** Actions to take **
(1) Reproduce the water summit text from "But prayer must" up to and including "plant in Nevada.".
(2) In the water summit text, about how many people from tribes attended the caucus held in Flagstaff?

Johns, Willie, and dozens of other Native Americans reminded summit participants that “water is life,” and urged people to see water as sacred—not as something that can be bought and sold like any other commodity.
“One of the big themes was that we have a spiritual connection to water,” Enei Begaye of the Indigenous Environmental Network said, reporting on a tribal water caucus held in Flagstaff the previous day. About 50 people from tribes throughout Arizona and New Mexico attended the caucus, and many stayed for the summit.
But prayer must be balanced with activism, Begaye counseled. “The issue of who controls the water is a huge issue,” she said during a discussion session shemoderated on the commodification of water. In Arizona and many parts of the country, groundwater pumping remains mostly unregulated, and it remains legal for companies to profit privately from water extracted from a shared aquifer.
Tribal members at the summit also expressed concern about the use of pristine groundwater below Navajo and Hopi lands to transport coal slurry from mining operations in northern Arizona’s Black Mesa to an electrical plant in Nevada.
Mining operations account for about 2.6 percent of groundwater withdrawals for the state, but about 64 percent of groundwater withdrawals from the aquifer below Hopi and Navajo lands, based on U.S. Geological Survey documents for 2000 and 2003 respectively (available at http://water.usgs.gov/pubs/circ/2004/circ1268/index.html and http://water.usgs.gov/pubs/).

** Supplied entries **
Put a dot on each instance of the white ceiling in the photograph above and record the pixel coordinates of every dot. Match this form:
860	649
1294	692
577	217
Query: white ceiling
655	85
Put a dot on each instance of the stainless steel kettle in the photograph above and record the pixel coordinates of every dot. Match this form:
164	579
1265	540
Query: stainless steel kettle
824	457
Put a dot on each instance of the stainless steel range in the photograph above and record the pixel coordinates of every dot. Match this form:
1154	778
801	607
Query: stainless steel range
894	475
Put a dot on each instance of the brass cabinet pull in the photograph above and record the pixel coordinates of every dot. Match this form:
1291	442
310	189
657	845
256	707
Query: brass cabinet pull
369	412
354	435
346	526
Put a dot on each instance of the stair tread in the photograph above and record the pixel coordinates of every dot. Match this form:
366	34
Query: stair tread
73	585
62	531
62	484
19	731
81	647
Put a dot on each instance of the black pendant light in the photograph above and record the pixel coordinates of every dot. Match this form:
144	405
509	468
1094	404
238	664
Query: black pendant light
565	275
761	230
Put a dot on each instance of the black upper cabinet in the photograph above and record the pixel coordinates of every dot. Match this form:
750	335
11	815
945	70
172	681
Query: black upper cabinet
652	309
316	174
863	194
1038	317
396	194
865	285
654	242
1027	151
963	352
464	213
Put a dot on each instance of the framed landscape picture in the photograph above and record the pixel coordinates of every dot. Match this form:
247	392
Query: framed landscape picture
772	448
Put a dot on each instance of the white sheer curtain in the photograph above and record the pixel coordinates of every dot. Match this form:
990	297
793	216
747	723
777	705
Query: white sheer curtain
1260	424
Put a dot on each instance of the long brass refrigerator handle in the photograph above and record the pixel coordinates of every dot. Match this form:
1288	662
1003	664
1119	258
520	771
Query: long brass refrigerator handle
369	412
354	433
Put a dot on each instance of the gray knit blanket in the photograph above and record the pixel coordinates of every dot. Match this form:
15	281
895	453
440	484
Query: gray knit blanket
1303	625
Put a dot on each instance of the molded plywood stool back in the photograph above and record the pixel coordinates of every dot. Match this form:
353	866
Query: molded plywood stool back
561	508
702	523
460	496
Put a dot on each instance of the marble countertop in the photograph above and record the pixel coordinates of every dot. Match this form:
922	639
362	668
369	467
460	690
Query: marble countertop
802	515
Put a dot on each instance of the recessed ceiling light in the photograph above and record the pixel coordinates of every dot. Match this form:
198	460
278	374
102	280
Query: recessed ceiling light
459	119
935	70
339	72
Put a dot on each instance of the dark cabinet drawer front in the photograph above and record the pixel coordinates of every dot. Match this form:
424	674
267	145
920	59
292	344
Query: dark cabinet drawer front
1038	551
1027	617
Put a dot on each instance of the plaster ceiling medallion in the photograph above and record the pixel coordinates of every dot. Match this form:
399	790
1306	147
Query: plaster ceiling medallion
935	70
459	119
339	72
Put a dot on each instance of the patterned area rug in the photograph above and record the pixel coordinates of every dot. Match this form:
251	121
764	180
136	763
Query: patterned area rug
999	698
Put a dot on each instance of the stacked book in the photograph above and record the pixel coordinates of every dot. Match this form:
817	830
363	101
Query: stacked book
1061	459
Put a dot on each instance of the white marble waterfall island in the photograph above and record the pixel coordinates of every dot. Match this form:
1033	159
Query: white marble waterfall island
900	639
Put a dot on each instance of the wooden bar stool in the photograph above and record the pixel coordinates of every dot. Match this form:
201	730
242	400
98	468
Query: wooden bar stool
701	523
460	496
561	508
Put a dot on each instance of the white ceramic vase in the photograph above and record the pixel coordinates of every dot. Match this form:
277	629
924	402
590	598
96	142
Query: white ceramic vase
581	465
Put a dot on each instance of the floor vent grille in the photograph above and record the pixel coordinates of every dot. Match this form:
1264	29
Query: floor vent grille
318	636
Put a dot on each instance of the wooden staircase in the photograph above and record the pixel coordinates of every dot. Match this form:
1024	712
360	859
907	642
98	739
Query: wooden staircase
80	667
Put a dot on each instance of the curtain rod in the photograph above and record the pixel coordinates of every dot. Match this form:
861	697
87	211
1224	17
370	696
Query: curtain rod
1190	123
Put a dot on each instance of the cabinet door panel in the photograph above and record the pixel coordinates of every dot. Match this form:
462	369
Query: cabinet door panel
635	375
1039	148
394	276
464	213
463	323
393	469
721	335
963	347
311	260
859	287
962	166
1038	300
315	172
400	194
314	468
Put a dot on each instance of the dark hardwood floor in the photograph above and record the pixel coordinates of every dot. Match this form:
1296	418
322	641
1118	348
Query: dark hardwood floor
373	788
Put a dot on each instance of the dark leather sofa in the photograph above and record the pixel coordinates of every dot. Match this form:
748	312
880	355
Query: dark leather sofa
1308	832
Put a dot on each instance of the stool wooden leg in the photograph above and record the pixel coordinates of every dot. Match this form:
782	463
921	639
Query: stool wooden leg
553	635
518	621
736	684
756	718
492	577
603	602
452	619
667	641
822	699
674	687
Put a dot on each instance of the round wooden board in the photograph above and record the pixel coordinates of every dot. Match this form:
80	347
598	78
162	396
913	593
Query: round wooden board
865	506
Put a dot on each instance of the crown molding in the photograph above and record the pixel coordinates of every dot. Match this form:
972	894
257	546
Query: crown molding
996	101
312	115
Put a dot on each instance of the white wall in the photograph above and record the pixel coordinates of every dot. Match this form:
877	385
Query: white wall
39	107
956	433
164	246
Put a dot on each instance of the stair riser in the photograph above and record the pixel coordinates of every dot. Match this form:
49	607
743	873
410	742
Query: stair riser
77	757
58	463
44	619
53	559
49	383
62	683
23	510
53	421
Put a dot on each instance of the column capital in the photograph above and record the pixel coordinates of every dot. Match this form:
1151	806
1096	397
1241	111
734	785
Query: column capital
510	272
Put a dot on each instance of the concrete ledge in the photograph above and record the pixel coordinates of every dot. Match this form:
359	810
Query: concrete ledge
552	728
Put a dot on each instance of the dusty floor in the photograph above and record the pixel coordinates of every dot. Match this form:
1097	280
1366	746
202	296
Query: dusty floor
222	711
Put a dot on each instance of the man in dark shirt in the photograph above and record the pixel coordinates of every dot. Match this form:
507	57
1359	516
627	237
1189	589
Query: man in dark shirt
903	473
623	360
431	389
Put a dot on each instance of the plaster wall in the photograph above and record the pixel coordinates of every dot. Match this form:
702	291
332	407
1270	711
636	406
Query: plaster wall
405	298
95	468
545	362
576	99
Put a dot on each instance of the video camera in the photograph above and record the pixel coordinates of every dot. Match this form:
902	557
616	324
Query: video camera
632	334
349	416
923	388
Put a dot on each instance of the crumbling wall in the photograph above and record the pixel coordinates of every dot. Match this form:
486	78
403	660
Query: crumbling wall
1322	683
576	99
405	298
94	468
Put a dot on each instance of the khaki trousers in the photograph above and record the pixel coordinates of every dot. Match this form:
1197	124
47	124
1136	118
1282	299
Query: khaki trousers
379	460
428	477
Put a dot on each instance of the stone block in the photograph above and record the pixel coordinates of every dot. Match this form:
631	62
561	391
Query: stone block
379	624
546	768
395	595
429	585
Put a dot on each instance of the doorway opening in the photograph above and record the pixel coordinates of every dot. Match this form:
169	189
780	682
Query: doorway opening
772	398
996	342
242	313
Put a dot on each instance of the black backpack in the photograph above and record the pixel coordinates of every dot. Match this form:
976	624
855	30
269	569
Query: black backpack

** Results for each task **
(1)
But prayer must be balanced with activism, Begaye counseled. “The issue of who controls the water is a huge issue,” she said during a discussion session shemoderated on the commodification of water. In Arizona and many parts of the country, groundwater pumping remains mostly unregulated, and it remains legal for companies to profit privately from water extracted from a shared aquifer.
Tribal members at the summit also expressed concern about the use of pristine groundwater below Navajo and Hopi lands to transport coal slurry from mining operations in northern Arizona’s Black Mesa to an electrical plant in Nevada.

(2) About 50 people.